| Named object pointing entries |
** Begin **

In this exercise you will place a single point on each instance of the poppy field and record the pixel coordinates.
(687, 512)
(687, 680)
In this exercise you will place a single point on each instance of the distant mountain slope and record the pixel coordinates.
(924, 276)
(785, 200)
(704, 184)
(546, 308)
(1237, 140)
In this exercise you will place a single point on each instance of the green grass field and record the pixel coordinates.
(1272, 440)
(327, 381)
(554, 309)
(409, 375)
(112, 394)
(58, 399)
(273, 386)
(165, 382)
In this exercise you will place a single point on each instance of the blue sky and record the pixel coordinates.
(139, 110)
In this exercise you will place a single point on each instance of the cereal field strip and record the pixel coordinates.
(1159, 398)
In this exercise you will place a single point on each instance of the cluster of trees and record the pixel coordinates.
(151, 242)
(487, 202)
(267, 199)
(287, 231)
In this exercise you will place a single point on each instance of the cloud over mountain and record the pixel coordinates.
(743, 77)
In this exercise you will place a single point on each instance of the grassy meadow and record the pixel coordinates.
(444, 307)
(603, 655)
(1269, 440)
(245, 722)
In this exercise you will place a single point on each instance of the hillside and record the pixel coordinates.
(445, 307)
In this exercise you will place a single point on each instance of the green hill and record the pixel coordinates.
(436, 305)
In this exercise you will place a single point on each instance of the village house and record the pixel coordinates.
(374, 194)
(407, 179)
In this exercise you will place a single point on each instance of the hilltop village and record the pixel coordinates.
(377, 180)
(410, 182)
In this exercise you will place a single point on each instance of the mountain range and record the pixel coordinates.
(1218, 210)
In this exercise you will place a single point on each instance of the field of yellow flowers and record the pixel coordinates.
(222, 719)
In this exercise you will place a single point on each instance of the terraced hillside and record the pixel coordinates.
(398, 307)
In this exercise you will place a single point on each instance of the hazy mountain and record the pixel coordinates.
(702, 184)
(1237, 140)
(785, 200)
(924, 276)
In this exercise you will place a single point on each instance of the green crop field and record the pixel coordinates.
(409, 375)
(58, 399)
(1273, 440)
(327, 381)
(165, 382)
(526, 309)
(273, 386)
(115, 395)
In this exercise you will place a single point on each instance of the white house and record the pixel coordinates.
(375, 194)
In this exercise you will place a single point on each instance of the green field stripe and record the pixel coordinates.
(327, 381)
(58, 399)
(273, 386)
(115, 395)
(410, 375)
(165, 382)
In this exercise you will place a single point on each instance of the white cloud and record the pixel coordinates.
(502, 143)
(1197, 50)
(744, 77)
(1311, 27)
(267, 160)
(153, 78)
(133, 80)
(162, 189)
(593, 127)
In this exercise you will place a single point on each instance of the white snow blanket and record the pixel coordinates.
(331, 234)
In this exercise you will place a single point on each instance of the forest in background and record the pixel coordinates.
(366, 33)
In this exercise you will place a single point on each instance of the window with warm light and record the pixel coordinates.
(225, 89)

** End **

| EXERCISE PROMPT |
Reproduce each line of the records above verbatim, keeping the original order.

| TASK ANSWER |
In this exercise you will place a single point on each instance of the poppy field and record the pixel coordinates.
(687, 512)
(687, 680)
In this exercise you will place a single point on each instance of the distant mountain slope and record the pixel coordinates.
(924, 276)
(785, 200)
(704, 184)
(546, 308)
(1237, 140)
In this exercise you will place a single point on each instance of the green grass field and record the pixel coordinates.
(1272, 440)
(327, 381)
(554, 309)
(409, 375)
(112, 394)
(58, 399)
(273, 386)
(165, 382)
In this exercise you will place a single point on each instance of the blue sky and record the pixel coordinates.
(139, 110)
In this exercise you will place a single point on each instance of the cereal field strip and record the pixel coordinates.
(1159, 398)
In this exercise you will place a single point on each instance of the cluster of trees and record the pixel coordinates.
(151, 242)
(487, 202)
(267, 199)
(287, 231)
In this exercise you will place a single point on each instance of the cloud over mountain and record the pixel coordinates.
(743, 77)
In this exercise you will place a single point on each instance of the grassy meadow and record the pixel coordinates.
(444, 307)
(603, 655)
(1269, 440)
(245, 722)
In this exercise you will place a single point on each instance of the hillside and record the pixel coordinates.
(445, 307)
In this exercise you will place a single point on each instance of the green hill and record the pixel coordinates.
(436, 305)
In this exercise you will place a single point on each instance of the village house and record the pixel coordinates.
(374, 194)
(407, 179)
In this exercise you will place a single point on each instance of the hilltop village and record the pixel coordinates.
(377, 180)
(410, 182)
In this exercise you will place a single point on each instance of the mountain range and record the pixel coordinates.
(1218, 210)
In this exercise you will place a single point on each instance of the field of yellow flowers and record the pixel coordinates.
(222, 719)
In this exercise you will place a single point on each instance of the terraced hillside and record the pixel coordinates.
(398, 307)
In this exercise you will place a single point on each instance of the hazy mountain and record the pixel coordinates.
(702, 184)
(1237, 140)
(785, 200)
(924, 276)
In this exercise you will place a single point on each instance of the green crop field and record the pixel coordinates.
(409, 375)
(58, 399)
(1273, 440)
(327, 381)
(165, 382)
(526, 309)
(273, 386)
(115, 395)
In this exercise you will place a single point on each instance of the white house and record the pixel coordinates.
(375, 194)
In this exercise you will place a single point on each instance of the green field stripe and record the pixel coordinates.
(327, 381)
(58, 399)
(273, 386)
(115, 395)
(410, 375)
(165, 382)
In this exercise you will place a single point on each instance of the white cloud and record the pixel coordinates.
(502, 143)
(1197, 50)
(744, 77)
(1311, 27)
(267, 160)
(153, 78)
(133, 80)
(162, 189)
(593, 127)
In this exercise you will place a single point on each instance of the white snow blanket and record the pixel coordinates.
(331, 234)
In this exercise you will place a single point on each instance of the forest in background and record the pixel coordinates.
(366, 33)
In this exercise you will place a single point on each instance of the window with warm light and record the pixel coordinates.
(225, 89)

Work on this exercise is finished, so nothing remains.